Work task
From the line containing "Practice step: find the carriage door" to the end of the listing, copy each line exactly and leave out all others.

========================

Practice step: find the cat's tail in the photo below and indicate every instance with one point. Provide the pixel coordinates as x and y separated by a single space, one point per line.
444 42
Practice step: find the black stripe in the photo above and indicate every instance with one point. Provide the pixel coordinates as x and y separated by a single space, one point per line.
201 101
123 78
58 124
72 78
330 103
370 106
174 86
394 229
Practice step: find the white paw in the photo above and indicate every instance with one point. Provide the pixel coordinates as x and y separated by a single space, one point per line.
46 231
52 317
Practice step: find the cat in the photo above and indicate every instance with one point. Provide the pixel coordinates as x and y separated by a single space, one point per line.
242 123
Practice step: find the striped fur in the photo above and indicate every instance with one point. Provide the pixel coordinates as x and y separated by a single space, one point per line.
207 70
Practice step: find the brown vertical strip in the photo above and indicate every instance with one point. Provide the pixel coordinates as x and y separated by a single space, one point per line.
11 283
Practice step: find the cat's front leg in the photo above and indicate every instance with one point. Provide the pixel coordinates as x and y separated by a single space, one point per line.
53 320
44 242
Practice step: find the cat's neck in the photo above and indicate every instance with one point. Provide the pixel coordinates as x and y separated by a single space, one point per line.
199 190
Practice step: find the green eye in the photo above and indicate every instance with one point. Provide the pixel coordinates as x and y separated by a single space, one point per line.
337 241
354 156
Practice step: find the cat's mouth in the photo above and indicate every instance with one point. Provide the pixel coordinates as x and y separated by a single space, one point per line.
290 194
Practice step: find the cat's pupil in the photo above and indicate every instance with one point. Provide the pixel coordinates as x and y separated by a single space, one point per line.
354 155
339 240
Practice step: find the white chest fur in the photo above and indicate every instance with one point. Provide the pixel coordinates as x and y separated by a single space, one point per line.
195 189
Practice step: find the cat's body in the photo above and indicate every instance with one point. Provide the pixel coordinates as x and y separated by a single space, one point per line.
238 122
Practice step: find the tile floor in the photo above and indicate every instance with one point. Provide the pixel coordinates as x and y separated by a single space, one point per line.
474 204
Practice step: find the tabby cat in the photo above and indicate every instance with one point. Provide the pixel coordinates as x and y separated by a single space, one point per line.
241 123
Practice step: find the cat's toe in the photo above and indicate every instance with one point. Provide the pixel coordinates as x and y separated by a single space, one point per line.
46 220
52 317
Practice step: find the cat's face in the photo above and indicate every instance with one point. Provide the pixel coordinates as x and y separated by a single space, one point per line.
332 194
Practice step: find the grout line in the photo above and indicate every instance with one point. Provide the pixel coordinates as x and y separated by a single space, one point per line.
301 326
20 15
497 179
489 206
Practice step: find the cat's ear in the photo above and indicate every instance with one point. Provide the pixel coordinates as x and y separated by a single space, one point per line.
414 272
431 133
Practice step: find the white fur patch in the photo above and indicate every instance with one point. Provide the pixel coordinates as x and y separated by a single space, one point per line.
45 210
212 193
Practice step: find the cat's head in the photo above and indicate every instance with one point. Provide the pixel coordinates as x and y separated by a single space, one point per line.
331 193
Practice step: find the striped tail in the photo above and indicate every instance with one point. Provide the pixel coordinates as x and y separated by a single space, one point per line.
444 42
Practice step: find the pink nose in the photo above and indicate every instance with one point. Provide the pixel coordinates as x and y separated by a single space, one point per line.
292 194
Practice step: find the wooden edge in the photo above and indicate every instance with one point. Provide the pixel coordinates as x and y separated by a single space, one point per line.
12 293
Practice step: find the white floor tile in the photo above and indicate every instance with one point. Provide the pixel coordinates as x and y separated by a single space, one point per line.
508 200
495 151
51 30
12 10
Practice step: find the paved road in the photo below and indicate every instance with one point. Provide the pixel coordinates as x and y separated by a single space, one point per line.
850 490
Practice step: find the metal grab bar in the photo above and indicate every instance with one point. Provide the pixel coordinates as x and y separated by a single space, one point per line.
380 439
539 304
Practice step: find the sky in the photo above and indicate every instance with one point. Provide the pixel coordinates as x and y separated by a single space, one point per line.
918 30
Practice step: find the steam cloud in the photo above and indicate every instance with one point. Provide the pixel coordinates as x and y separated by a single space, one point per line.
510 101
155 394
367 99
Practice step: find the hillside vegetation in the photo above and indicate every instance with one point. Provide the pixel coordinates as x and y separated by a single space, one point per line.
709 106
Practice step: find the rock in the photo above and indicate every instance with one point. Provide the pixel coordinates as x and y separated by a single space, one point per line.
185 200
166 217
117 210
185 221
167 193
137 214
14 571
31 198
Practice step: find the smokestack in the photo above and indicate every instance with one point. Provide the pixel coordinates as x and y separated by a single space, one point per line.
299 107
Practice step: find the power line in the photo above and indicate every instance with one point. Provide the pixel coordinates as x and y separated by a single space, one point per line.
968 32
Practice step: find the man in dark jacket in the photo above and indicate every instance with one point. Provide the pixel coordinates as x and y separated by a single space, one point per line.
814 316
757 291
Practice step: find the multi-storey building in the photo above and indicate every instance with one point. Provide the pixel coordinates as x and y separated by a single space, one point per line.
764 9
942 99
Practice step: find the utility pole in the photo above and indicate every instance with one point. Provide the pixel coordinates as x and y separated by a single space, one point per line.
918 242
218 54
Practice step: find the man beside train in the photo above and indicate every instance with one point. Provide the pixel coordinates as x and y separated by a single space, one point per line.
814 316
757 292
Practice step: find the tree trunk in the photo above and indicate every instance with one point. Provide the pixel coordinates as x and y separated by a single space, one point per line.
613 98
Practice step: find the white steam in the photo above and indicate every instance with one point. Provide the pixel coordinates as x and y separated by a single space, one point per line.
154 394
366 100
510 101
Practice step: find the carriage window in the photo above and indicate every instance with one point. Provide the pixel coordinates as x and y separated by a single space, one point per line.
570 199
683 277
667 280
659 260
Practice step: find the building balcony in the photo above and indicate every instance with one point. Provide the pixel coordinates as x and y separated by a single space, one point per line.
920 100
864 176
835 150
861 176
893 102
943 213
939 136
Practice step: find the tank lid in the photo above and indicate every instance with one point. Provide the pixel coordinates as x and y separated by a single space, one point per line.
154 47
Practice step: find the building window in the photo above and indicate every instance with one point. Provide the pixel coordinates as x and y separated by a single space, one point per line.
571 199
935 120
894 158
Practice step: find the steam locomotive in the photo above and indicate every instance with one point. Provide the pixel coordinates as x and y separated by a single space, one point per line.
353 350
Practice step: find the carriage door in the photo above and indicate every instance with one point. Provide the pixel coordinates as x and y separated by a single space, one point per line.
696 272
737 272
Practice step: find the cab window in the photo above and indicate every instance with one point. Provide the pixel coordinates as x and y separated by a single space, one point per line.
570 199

========================

Exercise result
Practice step: find the carriage door in the photo above and indicate every instance with one point. Provide the pixel coordinates as x and y separated by a single space, one point per line.
696 272
737 272
Practice step: find the cab window in the photo above and indicate every instance with one point. Provide the pixel coordinates as x and y separated by a single space, one point per line.
570 199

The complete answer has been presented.